=== Begin Enclosure ===
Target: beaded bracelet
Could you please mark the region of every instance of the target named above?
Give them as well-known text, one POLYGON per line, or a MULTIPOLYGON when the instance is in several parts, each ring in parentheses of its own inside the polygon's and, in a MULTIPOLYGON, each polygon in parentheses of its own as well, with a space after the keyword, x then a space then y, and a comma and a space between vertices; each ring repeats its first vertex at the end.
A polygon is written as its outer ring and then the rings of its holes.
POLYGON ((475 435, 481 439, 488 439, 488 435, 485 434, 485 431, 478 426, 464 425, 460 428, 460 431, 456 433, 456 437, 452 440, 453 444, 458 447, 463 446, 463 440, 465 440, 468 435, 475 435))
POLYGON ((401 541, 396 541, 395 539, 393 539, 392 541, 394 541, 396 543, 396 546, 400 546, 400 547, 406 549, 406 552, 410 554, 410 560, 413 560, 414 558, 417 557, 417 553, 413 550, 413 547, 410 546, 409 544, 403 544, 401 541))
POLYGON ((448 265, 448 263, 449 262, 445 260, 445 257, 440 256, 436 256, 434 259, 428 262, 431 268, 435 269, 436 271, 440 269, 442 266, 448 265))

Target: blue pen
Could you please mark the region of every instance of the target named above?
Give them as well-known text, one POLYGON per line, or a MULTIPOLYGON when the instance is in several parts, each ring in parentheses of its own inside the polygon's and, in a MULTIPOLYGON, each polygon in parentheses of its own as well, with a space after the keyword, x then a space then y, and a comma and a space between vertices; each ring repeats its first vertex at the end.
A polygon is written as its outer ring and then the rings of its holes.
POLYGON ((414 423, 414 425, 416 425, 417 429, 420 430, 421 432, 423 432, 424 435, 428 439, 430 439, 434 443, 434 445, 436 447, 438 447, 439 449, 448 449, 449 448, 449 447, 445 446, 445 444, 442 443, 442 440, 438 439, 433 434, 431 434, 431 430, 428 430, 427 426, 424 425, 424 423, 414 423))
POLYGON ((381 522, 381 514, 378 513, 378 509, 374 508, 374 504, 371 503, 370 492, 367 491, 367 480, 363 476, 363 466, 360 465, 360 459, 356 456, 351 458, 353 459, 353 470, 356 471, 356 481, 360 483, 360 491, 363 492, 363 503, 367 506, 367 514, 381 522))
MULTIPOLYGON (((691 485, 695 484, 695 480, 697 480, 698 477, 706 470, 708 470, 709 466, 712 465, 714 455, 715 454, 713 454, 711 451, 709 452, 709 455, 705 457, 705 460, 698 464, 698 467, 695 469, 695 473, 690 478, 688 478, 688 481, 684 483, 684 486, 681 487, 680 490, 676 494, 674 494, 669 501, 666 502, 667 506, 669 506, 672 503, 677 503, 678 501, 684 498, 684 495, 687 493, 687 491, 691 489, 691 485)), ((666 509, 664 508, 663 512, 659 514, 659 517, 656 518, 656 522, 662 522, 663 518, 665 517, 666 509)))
=== End Enclosure ===
* _PROBLEM_
Each record above should be given again exactly as it appears.

* _SOLUTION FOR THIS TASK_
Target: beaded bracelet
Could you please mark the region of every instance of the target named above?
Give them as well-known text, one POLYGON per line, or a MULTIPOLYGON when the instance is in several parts, each ring in parentheses of its own inside the polygon's and, in a MULTIPOLYGON, each polygon in parentheses of its own as well, with a space after the keyword, x then a space then y, and a comma and a space between vertices; each ring repeats its first vertex at the end.
A polygon is written as its outer ring and then the rings of its holes.
POLYGON ((475 435, 481 439, 488 439, 488 435, 485 434, 485 431, 478 426, 464 425, 460 428, 460 431, 456 433, 456 437, 452 440, 453 444, 458 447, 463 446, 463 440, 465 440, 468 435, 475 435))
POLYGON ((401 541, 396 541, 395 539, 393 539, 392 541, 394 541, 396 543, 396 546, 400 546, 400 547, 406 549, 406 552, 410 554, 410 560, 413 560, 414 558, 417 557, 417 553, 413 550, 413 547, 410 546, 409 544, 403 544, 401 541))
POLYGON ((448 265, 448 263, 449 262, 445 260, 445 257, 440 256, 436 256, 434 259, 428 262, 431 268, 435 269, 436 271, 440 269, 442 266, 448 265))

Target: blue pen
Could you please mark the region of every instance of the target named above?
Give them as well-known text, one POLYGON per line, or a MULTIPOLYGON when the instance is in several parts, each ring in parentheses of its own inside the polygon's and, in a MULTIPOLYGON, each polygon in parentheses of its own as well, with a space after the keyword, x then a space then y, and a comma and a space between vertices; each ring repeats its first vertex at the end.
A polygon is written as its outer ring and then the rings of its holes.
POLYGON ((414 423, 414 425, 416 425, 417 429, 420 430, 421 432, 423 432, 424 435, 428 439, 430 439, 434 443, 434 445, 436 447, 438 447, 439 449, 448 449, 449 448, 449 447, 445 446, 445 444, 442 443, 442 440, 438 439, 433 434, 431 434, 431 430, 428 430, 427 426, 424 425, 424 423, 414 423))
POLYGON ((381 522, 381 514, 378 513, 378 509, 374 508, 374 504, 371 503, 370 492, 367 491, 367 480, 363 476, 363 466, 360 465, 360 459, 356 456, 351 458, 353 459, 353 470, 356 471, 356 481, 360 483, 360 491, 363 492, 363 503, 367 506, 367 514, 381 522))
MULTIPOLYGON (((691 485, 695 484, 695 480, 697 480, 698 477, 706 470, 708 470, 709 466, 712 465, 714 455, 715 454, 713 454, 711 451, 709 452, 709 455, 705 457, 705 460, 698 464, 698 467, 695 469, 695 473, 690 478, 688 478, 688 481, 684 483, 684 486, 681 487, 680 490, 676 494, 674 494, 669 501, 666 502, 667 506, 669 506, 672 503, 677 503, 678 501, 684 498, 684 495, 687 493, 687 491, 691 489, 691 485)), ((666 509, 664 508, 663 512, 659 514, 659 517, 656 518, 656 522, 662 522, 663 518, 665 517, 666 509)))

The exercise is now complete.